- AIM OF THE TASK
Look through the entries below for the string "woman", and copy each line where it is found.

[SOURCE MATERIAL Boundary: Start]

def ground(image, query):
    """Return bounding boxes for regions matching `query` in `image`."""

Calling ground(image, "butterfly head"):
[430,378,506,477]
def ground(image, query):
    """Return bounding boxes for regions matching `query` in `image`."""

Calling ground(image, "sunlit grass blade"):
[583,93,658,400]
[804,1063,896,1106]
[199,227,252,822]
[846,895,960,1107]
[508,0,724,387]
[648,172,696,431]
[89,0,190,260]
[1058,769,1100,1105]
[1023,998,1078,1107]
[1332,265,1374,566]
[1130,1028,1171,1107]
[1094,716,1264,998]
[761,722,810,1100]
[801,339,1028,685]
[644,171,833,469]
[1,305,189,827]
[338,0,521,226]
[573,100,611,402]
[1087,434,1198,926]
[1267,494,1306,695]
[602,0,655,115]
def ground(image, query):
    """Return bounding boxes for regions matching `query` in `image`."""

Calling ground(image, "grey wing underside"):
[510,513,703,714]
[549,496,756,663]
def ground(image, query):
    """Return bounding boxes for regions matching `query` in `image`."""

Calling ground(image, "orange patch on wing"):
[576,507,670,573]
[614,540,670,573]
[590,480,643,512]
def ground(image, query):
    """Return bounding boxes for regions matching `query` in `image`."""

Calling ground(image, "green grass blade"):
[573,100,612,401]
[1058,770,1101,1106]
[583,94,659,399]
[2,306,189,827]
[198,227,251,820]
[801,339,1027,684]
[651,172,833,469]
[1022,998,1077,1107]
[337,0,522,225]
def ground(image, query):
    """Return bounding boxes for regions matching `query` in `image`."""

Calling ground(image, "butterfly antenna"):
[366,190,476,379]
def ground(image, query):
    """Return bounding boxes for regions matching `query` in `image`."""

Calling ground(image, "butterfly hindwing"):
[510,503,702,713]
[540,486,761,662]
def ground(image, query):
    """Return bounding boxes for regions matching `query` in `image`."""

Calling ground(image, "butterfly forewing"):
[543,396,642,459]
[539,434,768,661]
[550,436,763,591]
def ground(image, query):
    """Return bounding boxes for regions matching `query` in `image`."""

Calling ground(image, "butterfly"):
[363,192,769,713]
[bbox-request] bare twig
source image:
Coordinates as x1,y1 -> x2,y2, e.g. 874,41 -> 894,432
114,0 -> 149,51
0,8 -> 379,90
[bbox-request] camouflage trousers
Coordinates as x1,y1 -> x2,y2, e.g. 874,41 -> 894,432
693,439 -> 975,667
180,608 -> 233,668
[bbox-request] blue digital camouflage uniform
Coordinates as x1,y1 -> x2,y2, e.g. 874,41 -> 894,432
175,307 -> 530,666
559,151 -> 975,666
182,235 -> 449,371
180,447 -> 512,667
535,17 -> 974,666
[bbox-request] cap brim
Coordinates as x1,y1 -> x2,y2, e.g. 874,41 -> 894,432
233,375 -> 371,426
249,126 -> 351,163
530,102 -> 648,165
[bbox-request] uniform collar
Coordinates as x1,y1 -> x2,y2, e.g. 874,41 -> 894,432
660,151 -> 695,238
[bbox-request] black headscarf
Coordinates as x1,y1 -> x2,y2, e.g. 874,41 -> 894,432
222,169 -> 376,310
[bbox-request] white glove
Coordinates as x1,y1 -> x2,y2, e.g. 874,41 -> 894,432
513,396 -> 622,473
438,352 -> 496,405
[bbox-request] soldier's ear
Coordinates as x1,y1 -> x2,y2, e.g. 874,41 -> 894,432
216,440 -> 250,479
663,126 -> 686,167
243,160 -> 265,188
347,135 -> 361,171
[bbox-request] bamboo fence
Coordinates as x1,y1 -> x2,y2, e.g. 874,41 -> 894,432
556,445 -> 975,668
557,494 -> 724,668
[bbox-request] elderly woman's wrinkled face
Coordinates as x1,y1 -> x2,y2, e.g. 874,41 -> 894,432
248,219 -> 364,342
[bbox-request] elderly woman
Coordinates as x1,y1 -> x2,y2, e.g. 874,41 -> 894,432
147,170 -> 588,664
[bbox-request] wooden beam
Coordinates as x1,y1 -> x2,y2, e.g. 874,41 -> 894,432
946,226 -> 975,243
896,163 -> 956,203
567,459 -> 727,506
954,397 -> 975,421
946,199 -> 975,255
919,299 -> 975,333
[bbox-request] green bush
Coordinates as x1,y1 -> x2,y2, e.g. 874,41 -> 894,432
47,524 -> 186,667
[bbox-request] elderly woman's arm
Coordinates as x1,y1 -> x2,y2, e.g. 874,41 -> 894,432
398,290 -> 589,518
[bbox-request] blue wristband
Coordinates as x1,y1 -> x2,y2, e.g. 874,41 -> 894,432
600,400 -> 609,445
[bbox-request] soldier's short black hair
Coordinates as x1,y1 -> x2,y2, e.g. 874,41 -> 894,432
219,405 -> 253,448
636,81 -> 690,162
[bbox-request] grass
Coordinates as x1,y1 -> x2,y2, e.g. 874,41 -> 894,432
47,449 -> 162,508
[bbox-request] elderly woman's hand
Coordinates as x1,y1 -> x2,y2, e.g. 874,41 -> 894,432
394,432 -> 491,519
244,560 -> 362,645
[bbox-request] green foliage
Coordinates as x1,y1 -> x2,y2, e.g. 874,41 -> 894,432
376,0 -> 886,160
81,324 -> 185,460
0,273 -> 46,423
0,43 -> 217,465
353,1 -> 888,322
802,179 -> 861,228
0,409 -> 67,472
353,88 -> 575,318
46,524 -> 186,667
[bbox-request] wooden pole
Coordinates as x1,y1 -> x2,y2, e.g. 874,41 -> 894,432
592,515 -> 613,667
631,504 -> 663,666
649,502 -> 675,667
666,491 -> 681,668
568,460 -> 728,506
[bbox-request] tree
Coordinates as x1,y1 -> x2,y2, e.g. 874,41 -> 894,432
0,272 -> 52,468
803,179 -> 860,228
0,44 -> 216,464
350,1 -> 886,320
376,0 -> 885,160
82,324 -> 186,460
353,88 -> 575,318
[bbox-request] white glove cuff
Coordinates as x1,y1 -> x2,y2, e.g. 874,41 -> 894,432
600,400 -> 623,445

[SOURCE MATERIAL Boundary: End]

- RESULT OF THIS TASK
[bbox-request] elderly woman's wrinkled face
[bbox-request] elderly woman
[bbox-request] elderly woman's arm
[bbox-request] elderly woman's hand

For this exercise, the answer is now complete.